"""
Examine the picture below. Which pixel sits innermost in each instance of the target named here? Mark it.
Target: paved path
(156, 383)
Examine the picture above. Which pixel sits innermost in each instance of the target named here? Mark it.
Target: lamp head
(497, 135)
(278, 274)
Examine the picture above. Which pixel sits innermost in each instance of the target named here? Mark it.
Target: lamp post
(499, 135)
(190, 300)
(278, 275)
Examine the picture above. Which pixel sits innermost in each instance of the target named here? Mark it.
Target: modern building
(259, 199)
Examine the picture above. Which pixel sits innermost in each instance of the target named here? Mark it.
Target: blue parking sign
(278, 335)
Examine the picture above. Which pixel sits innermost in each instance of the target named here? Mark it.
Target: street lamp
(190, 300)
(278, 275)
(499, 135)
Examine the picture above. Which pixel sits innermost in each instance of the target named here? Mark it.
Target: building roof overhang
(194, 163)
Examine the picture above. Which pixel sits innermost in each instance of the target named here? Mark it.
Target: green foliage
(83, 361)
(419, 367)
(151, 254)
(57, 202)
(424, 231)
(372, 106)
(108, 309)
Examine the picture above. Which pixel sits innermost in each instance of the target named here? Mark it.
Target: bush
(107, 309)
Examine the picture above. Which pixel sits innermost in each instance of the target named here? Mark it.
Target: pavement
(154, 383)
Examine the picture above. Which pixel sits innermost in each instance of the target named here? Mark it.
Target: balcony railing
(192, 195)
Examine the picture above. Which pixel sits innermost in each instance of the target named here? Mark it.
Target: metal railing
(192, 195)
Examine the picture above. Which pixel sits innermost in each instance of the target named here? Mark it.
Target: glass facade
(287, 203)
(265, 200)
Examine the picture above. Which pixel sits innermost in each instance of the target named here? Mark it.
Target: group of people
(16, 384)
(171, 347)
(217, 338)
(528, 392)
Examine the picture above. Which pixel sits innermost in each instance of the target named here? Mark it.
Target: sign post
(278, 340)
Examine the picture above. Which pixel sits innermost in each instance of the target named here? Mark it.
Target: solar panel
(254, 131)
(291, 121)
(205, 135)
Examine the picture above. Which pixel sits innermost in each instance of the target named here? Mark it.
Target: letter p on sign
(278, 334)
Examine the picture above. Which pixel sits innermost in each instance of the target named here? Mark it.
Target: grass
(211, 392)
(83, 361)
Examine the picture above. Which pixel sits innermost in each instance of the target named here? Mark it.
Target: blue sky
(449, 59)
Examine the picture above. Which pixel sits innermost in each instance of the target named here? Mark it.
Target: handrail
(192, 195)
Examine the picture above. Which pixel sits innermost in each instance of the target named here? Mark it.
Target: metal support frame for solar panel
"""
• İstenen:
Yukarıdaki kayıtlarda "lamp" kelimesinin geçtiği bütün satırları topla. Büyük ve küçük harf farkı gözetilsin.

• Problemin Çözümü:
Target: lamp head
Target: lamp post
Target: street lamp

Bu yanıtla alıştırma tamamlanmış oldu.